▶ _Assigned task_:
How many lines in the records below hold the word "hand"? Answer with the number alone.

□ □ □

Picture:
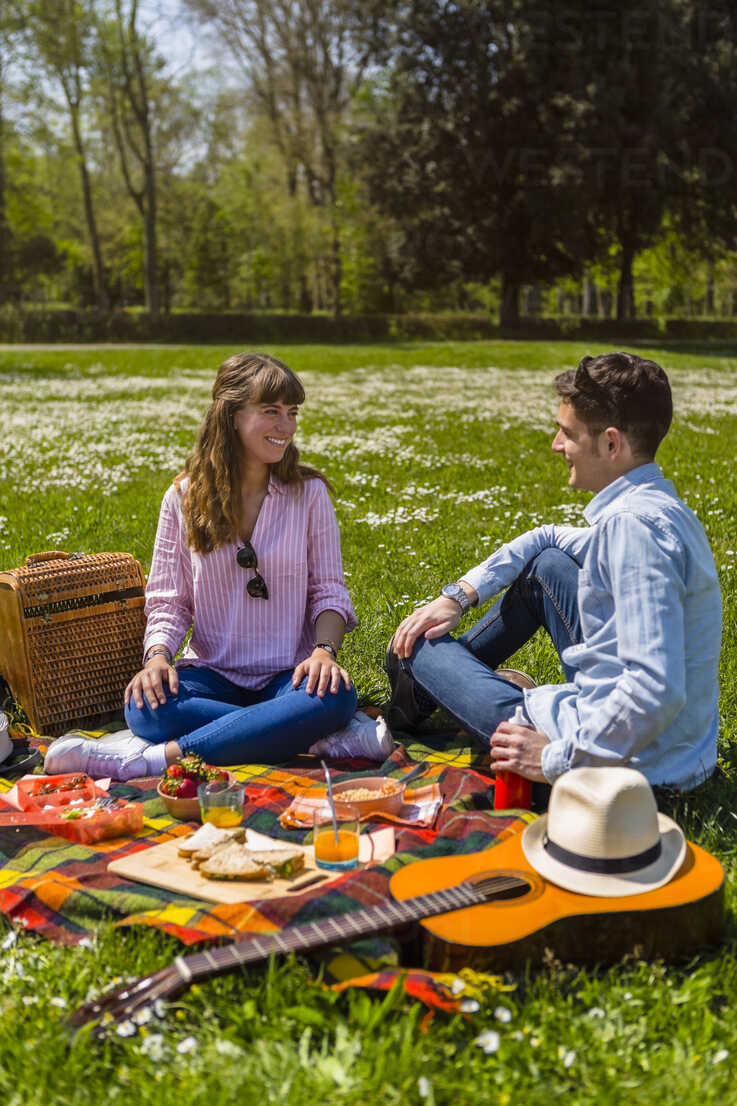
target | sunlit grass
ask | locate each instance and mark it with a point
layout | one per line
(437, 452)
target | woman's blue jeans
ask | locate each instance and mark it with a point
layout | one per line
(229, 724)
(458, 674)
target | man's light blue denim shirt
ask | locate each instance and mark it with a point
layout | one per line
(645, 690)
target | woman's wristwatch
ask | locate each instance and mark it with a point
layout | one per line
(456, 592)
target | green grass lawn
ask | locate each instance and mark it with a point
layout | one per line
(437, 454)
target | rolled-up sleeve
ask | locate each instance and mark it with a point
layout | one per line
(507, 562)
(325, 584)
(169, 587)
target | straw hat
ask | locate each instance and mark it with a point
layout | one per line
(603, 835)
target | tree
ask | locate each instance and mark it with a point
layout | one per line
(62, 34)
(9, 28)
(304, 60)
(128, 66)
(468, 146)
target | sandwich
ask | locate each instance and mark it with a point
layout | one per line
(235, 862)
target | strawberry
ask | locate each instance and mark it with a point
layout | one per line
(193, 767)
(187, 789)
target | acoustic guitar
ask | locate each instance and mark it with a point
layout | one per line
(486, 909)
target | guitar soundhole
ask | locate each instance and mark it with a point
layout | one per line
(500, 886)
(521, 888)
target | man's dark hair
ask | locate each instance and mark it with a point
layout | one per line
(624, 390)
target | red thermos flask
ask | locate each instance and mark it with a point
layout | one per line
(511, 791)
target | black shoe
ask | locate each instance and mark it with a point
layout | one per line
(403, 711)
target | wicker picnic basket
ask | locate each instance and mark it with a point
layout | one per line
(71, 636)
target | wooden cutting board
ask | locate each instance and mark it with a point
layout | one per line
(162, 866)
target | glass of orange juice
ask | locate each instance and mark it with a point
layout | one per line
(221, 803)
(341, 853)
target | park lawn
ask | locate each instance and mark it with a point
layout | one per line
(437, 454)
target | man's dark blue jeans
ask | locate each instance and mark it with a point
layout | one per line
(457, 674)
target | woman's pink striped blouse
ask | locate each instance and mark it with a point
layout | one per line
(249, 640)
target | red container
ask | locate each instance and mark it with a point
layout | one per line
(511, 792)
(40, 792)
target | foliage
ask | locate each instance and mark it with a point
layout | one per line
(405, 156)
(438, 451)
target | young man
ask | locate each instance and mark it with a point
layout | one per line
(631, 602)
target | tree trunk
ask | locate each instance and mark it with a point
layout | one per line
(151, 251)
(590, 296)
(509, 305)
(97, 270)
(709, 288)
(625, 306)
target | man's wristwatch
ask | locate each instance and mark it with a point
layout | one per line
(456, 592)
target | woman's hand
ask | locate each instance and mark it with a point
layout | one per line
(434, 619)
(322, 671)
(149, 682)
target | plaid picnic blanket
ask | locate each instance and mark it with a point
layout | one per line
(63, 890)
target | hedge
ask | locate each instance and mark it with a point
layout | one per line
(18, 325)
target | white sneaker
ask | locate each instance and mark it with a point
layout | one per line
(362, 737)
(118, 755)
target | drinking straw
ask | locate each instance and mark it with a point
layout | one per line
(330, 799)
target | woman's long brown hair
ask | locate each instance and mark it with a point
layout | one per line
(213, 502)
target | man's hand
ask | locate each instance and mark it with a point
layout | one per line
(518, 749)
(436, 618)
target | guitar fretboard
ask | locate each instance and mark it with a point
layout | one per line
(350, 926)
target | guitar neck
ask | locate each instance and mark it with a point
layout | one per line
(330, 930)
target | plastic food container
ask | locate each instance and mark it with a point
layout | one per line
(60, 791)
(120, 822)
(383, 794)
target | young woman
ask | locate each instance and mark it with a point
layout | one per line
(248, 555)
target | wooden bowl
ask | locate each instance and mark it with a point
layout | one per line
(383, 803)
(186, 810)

□ □ □

▶ _Solved exercise_:
2